**Your task**
Count the lines in the rows below that contain the word "calm", and reply with that number alone.
-- begin Stored records --
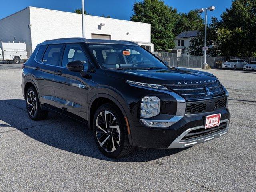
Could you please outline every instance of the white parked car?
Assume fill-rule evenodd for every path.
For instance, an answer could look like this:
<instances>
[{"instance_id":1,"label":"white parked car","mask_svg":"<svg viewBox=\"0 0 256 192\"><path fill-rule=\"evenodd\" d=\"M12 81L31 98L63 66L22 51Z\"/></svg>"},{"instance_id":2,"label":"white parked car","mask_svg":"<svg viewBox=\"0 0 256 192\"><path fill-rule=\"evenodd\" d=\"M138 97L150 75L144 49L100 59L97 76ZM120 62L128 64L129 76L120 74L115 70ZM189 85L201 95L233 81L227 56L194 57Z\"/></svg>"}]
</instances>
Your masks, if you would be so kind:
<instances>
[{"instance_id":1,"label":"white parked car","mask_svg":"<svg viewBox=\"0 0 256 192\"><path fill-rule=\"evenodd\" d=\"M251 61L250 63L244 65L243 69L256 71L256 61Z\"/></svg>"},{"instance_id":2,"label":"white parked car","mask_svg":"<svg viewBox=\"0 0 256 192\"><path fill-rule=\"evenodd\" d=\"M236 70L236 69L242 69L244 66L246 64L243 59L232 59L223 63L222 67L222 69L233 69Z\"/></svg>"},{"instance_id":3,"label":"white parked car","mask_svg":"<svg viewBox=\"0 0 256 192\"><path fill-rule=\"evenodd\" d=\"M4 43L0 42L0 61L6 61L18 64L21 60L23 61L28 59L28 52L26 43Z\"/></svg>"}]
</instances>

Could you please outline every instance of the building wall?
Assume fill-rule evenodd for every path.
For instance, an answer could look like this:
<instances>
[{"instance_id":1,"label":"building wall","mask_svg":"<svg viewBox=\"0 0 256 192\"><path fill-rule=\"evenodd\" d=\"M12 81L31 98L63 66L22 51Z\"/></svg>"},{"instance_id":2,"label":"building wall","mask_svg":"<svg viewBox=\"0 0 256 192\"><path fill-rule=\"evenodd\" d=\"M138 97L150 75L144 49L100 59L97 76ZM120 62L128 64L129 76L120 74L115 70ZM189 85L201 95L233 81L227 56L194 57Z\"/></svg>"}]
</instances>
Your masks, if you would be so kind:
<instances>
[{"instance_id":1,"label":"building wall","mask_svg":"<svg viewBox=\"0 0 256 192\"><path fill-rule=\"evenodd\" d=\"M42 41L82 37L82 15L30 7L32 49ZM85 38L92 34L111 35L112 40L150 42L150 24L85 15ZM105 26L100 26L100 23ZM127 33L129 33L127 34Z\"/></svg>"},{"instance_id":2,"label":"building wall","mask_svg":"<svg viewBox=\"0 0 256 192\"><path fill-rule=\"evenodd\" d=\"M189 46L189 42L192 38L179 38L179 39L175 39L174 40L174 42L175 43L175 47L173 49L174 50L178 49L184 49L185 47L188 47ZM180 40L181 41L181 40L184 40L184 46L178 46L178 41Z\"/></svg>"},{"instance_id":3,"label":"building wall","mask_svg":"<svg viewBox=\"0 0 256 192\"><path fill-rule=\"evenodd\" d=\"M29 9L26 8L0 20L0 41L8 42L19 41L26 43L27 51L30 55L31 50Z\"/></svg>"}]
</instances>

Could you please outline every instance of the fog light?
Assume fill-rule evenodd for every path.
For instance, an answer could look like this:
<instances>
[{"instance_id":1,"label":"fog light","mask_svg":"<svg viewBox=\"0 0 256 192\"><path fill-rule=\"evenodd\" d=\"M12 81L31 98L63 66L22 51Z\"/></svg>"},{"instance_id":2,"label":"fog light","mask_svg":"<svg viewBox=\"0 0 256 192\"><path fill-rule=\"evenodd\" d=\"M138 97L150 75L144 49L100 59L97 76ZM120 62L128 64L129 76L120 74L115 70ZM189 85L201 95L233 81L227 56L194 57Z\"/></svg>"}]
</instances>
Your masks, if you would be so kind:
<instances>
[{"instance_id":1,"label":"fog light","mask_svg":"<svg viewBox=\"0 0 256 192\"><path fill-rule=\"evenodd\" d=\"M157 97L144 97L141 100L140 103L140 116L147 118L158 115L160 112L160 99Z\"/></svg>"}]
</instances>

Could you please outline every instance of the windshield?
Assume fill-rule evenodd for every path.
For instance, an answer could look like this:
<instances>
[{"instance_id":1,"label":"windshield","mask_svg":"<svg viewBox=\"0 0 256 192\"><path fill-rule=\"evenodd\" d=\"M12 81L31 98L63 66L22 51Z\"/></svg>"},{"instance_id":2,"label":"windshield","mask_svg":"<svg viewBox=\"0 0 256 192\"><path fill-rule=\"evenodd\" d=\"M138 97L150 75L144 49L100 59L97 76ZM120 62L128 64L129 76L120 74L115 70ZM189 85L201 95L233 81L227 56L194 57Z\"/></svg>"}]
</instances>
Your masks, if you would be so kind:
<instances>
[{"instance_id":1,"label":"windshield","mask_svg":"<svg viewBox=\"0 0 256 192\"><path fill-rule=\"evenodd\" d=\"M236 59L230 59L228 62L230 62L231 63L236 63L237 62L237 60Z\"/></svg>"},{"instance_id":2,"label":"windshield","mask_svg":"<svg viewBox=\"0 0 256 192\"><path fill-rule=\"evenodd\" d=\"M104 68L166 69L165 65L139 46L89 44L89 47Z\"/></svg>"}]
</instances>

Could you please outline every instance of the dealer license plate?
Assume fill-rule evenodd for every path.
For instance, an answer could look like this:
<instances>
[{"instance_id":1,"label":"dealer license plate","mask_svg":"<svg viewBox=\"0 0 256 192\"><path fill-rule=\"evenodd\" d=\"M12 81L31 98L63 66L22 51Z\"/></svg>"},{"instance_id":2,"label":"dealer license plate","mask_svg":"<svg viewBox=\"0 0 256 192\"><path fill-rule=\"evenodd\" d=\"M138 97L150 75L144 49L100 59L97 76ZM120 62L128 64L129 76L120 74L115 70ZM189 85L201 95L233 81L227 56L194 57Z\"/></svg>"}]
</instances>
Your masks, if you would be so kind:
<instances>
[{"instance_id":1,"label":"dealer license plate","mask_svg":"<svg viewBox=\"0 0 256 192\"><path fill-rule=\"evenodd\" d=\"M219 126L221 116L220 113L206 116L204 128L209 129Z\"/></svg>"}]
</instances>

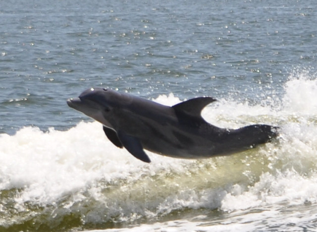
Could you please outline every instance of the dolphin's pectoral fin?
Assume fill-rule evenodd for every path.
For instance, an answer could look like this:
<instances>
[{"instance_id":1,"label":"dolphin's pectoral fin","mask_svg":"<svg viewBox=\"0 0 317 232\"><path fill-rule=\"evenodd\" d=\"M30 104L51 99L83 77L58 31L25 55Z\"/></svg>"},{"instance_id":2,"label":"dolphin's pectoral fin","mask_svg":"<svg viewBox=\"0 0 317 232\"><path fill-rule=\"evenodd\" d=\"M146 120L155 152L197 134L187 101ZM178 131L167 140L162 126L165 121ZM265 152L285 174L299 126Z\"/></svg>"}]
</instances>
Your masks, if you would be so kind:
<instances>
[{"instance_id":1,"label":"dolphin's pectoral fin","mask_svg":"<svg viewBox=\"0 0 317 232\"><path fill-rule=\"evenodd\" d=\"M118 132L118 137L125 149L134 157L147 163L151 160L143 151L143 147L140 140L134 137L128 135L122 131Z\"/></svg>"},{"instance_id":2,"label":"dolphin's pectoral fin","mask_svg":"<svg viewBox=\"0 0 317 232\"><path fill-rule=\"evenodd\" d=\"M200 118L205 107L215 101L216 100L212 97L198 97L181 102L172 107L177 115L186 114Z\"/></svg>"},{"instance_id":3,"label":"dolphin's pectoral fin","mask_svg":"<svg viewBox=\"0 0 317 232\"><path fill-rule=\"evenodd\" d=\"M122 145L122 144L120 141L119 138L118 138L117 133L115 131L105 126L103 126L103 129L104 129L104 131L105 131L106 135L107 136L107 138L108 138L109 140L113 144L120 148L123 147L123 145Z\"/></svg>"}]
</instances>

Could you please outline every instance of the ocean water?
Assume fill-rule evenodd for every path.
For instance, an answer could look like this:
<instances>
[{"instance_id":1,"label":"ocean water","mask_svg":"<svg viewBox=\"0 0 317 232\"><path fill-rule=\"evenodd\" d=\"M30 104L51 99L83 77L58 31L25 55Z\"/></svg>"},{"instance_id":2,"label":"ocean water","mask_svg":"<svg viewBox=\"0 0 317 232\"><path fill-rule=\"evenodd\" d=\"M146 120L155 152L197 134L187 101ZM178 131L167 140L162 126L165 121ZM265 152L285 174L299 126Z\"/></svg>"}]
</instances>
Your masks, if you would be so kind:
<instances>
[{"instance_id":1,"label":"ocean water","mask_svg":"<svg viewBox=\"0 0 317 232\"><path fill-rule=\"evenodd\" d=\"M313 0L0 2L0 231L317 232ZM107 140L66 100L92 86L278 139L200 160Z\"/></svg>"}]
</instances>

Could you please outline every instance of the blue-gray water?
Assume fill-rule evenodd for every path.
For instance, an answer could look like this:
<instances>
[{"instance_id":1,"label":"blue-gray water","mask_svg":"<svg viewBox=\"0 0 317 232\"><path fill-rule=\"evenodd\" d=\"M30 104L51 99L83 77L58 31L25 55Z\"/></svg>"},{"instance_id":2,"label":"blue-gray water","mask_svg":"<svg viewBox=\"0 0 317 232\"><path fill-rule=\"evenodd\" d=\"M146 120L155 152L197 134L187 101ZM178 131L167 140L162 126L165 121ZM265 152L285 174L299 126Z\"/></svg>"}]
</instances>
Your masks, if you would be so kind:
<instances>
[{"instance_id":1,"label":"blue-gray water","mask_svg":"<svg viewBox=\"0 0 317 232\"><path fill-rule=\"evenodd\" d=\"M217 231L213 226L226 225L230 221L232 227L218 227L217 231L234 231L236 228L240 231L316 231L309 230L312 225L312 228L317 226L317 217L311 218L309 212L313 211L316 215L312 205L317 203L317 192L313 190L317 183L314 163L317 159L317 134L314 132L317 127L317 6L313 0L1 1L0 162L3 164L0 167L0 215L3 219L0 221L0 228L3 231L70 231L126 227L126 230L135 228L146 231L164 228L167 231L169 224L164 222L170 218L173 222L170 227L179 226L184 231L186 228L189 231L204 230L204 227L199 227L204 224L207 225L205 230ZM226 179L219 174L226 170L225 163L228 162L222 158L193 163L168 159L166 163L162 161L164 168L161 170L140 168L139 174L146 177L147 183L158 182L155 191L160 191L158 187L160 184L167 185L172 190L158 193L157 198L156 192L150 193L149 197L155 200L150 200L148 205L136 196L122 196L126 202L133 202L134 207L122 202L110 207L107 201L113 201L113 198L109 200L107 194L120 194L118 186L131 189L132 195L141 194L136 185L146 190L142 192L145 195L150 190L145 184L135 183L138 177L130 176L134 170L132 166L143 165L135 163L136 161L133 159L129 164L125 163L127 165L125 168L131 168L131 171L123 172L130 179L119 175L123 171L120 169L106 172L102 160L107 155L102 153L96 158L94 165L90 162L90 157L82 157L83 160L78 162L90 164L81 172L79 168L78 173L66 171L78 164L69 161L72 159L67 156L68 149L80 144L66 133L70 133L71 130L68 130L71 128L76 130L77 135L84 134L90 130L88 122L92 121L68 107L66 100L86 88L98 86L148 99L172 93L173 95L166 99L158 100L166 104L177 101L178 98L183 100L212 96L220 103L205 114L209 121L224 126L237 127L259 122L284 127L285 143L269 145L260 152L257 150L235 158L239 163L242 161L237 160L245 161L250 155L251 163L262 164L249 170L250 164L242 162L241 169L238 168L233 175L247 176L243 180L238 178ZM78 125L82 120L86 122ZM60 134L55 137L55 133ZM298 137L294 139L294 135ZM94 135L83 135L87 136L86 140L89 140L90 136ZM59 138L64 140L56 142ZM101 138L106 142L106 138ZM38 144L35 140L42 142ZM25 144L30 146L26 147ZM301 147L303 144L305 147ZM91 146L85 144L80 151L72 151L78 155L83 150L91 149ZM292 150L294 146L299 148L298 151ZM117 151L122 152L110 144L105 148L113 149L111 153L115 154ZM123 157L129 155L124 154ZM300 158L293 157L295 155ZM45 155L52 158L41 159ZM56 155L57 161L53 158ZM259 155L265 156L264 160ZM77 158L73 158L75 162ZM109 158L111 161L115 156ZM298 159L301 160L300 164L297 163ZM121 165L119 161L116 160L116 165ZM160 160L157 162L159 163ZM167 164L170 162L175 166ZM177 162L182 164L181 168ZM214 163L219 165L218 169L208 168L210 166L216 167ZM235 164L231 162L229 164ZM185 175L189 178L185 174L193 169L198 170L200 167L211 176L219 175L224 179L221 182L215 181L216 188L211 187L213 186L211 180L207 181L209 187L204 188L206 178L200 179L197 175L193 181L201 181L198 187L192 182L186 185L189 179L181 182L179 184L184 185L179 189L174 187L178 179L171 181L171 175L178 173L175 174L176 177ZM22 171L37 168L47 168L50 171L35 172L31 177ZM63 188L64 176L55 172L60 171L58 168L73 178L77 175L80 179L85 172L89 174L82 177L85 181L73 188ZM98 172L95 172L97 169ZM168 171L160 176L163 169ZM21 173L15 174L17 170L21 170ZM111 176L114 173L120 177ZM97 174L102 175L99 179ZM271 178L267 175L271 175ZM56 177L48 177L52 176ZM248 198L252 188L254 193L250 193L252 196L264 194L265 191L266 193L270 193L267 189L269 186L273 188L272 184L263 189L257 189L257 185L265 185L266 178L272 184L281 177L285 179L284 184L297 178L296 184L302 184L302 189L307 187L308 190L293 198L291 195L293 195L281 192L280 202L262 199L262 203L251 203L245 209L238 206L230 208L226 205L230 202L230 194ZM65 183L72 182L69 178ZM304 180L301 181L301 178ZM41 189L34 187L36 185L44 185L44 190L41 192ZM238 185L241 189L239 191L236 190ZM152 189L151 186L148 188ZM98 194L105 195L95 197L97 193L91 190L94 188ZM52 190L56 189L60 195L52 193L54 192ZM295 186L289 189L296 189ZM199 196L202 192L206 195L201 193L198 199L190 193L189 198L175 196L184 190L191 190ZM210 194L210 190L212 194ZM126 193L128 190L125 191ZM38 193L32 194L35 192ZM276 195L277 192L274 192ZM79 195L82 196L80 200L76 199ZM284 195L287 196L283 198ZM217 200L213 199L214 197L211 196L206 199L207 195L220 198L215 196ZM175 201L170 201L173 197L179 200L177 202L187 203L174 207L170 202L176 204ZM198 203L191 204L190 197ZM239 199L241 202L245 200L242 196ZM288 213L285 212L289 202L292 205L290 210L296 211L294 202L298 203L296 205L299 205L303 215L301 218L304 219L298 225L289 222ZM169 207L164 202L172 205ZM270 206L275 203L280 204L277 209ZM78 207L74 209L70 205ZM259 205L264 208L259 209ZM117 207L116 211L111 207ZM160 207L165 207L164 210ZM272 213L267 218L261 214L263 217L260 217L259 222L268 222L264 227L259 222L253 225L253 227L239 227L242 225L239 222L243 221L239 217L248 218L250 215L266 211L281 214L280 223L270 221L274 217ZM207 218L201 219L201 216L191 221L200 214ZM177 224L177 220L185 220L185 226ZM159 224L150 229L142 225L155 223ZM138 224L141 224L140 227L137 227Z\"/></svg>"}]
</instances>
-- end Stored records --
-- begin Stored records --
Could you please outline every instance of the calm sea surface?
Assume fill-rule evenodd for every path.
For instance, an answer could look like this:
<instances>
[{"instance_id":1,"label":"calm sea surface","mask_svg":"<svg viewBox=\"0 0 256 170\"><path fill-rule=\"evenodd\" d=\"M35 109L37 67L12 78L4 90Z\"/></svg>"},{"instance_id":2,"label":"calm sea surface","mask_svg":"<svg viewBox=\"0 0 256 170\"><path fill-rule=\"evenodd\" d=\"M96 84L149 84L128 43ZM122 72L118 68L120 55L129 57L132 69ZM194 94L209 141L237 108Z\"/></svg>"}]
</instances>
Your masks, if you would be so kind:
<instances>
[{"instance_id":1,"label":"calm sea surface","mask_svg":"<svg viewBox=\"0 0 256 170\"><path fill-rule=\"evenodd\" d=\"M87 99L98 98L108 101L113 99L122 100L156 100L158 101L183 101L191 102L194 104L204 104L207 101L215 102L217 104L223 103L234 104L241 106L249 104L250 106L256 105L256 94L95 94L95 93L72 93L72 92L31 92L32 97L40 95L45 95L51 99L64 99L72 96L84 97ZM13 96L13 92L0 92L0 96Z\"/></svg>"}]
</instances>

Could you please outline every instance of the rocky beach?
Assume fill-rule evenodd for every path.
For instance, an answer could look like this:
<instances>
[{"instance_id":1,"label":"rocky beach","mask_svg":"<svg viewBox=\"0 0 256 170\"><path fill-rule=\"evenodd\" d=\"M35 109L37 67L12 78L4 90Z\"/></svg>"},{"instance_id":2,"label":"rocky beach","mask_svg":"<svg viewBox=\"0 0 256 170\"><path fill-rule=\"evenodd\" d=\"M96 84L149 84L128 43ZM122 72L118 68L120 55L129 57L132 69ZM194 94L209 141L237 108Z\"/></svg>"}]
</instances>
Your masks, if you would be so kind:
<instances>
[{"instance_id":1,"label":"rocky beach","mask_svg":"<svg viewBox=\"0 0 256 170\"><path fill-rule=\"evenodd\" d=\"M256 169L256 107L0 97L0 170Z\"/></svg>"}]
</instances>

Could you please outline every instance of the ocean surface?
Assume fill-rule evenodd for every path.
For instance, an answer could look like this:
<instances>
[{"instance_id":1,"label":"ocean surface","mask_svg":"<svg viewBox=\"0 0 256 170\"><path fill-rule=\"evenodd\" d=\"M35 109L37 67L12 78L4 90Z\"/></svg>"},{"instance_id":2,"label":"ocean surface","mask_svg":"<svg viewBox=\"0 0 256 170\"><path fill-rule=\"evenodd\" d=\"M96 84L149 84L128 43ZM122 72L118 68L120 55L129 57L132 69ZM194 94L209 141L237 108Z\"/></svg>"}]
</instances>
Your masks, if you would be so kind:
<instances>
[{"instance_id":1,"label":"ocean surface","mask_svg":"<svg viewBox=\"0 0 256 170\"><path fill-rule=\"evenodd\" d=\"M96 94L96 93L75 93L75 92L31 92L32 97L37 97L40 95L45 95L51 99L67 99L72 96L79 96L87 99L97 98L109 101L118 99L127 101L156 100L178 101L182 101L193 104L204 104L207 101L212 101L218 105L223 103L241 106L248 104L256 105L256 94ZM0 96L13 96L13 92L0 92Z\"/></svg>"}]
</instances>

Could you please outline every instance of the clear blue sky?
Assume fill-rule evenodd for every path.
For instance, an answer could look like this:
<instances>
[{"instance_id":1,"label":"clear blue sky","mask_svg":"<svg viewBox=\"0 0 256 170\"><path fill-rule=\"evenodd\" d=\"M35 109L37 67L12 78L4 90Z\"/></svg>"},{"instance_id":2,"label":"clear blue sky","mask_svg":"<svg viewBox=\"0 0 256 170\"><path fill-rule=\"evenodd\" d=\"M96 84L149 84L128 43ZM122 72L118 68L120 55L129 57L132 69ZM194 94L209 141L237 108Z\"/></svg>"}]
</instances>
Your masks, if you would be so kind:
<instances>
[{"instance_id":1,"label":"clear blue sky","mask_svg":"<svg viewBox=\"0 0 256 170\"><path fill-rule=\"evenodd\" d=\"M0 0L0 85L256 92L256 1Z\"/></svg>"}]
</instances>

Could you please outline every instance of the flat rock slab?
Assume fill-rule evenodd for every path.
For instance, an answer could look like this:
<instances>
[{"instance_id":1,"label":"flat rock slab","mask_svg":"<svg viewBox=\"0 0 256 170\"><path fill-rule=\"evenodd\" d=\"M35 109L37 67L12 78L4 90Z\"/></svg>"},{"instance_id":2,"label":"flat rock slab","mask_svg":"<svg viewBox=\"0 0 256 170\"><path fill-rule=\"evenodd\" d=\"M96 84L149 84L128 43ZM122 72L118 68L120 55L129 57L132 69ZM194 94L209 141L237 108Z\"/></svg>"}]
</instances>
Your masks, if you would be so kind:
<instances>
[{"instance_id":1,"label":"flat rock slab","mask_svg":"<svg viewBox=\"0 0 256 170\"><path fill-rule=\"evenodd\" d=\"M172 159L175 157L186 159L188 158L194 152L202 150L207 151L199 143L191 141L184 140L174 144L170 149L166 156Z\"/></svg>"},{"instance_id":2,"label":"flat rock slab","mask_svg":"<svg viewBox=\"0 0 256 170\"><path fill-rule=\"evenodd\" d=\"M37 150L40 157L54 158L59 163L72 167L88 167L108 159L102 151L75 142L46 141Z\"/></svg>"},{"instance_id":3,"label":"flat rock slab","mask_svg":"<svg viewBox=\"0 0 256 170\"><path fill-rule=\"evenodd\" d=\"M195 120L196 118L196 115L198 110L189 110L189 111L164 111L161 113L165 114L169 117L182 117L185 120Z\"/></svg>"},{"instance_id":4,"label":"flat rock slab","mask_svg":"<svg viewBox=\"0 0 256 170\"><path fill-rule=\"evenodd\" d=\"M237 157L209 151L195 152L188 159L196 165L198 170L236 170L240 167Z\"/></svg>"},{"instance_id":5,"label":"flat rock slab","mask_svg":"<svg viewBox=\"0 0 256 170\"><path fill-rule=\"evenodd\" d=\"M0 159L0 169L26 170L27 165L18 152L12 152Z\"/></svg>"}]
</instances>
-- end Stored records --
-- begin Stored records --
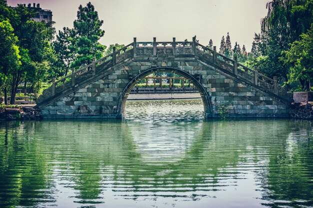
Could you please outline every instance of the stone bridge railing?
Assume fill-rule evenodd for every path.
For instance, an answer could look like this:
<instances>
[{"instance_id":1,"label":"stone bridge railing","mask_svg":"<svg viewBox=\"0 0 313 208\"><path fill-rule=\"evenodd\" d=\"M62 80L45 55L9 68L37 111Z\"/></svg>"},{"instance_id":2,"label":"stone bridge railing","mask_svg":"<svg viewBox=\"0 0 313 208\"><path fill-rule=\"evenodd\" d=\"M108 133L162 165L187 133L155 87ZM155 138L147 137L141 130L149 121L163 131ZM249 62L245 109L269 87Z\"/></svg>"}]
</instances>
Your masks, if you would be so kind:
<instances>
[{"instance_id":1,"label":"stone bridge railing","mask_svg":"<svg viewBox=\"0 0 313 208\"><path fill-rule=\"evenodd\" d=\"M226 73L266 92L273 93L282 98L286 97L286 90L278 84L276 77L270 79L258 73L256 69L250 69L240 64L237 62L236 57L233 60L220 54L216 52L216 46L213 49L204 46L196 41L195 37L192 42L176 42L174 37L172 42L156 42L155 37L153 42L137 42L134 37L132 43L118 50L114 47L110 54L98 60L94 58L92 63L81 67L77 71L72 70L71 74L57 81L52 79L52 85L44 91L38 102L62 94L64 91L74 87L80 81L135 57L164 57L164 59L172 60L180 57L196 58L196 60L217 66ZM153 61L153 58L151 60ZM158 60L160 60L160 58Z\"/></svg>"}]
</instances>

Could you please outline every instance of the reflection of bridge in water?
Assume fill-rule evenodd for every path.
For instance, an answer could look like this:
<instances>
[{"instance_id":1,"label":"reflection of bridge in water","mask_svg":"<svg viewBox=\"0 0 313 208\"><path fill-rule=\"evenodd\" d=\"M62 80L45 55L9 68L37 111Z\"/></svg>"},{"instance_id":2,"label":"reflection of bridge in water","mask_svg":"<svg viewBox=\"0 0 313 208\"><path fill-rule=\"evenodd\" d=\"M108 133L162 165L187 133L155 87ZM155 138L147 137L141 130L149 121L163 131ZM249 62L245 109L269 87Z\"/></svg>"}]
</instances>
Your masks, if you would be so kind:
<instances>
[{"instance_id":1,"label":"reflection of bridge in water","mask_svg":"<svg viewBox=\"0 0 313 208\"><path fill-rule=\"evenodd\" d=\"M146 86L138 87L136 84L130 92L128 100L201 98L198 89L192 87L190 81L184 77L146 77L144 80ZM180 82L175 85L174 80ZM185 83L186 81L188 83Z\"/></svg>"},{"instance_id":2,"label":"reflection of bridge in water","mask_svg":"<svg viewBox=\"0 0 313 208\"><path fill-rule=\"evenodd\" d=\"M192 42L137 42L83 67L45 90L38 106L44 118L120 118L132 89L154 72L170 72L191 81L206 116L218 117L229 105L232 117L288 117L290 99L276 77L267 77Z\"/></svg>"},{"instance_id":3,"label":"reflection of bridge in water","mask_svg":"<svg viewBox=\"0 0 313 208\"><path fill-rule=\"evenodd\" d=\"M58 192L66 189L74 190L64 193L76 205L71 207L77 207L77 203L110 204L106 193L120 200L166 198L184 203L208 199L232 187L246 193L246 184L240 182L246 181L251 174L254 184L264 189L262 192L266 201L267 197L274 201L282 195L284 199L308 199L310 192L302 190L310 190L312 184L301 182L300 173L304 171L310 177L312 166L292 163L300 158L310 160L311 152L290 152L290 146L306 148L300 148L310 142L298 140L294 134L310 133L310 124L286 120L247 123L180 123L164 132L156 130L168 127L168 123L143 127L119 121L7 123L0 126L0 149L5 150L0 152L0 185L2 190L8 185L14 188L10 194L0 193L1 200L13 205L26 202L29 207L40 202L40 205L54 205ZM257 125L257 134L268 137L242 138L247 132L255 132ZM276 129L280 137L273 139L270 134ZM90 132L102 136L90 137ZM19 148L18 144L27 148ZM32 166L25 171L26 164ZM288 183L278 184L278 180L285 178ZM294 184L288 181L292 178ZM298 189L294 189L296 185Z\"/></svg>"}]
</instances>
-- end Stored records --
**Problem solution**
3